Requirement: Copy the listing word for word, from its first line through the line that contains "[(272, 93)]", with both of those lines included.
▼
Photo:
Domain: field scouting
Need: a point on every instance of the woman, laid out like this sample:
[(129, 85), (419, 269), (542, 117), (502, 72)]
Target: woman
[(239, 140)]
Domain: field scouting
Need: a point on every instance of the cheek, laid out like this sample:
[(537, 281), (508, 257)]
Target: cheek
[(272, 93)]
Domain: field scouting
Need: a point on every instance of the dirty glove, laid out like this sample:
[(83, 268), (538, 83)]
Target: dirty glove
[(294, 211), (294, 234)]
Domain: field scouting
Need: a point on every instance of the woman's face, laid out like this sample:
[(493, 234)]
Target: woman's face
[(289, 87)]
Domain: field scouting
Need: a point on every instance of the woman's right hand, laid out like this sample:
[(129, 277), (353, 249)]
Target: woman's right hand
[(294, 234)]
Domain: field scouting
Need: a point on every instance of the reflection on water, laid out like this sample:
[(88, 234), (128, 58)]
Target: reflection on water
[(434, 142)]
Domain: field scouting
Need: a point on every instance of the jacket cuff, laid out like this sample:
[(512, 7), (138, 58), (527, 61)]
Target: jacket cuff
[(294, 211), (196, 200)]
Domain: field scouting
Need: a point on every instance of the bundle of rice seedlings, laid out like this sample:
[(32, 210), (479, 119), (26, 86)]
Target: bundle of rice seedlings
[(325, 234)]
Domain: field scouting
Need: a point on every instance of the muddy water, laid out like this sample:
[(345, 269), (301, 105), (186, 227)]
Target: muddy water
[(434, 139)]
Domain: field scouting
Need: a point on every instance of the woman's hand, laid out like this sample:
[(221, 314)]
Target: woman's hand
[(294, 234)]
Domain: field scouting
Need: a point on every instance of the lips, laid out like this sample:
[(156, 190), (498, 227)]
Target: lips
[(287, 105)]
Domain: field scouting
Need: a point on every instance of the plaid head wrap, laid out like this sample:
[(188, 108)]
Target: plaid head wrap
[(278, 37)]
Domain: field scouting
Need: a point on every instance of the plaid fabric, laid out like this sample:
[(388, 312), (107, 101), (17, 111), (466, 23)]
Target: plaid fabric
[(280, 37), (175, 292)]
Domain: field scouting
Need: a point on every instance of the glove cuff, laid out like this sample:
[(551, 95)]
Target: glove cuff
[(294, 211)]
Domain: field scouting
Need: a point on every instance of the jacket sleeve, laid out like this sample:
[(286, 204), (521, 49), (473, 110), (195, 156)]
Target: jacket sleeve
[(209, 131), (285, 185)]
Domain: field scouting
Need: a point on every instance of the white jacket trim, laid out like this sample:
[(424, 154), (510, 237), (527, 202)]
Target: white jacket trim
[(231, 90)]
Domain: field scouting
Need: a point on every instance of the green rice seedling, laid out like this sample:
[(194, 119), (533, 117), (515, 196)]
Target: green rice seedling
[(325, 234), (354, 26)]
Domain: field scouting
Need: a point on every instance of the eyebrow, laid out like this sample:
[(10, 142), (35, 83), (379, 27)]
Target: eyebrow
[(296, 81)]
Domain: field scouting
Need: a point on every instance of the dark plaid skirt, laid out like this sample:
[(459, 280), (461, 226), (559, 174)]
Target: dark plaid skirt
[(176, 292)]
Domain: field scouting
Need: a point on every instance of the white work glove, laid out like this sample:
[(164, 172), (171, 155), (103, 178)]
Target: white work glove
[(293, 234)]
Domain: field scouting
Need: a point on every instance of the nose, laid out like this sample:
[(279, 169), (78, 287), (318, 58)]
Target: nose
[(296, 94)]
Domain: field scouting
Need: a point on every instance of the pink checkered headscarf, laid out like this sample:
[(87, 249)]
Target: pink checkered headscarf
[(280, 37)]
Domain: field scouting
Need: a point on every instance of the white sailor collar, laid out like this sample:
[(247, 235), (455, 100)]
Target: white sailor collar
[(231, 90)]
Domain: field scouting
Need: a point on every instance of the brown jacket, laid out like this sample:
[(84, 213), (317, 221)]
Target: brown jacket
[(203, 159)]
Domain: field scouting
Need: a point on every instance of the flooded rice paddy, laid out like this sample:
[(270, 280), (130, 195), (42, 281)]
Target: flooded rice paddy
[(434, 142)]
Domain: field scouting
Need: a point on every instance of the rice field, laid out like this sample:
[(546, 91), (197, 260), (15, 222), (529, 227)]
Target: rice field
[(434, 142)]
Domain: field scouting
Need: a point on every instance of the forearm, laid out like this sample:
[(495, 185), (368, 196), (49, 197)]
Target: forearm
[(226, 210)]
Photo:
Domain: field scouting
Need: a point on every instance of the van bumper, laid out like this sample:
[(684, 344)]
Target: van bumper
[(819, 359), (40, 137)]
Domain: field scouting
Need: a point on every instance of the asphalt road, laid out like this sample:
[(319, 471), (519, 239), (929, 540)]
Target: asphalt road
▲
Exercise output:
Photo:
Domain: field scouting
Need: a point on every instance of the woman, laid out like this sample:
[(129, 85), (419, 269), (542, 117), (502, 72)]
Target: woman
[(239, 140)]
Domain: field scouting
Need: a point on every instance of the cheek, laid out like this sample:
[(537, 281), (508, 257)]
Target: cheek
[(272, 93)]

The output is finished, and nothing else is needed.